(Saved entries)
──────
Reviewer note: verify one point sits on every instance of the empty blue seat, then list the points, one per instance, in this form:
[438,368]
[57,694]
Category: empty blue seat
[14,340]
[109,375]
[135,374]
──────
Please reproduce all of the entries exactly as they stand.

Task solution |
Reviewer note: verify one point sits on every instance of the empty blue seat, then list the points, one per instance, in this form:
[438,368]
[57,694]
Category: empty blue seat
[14,340]
[109,375]
[135,374]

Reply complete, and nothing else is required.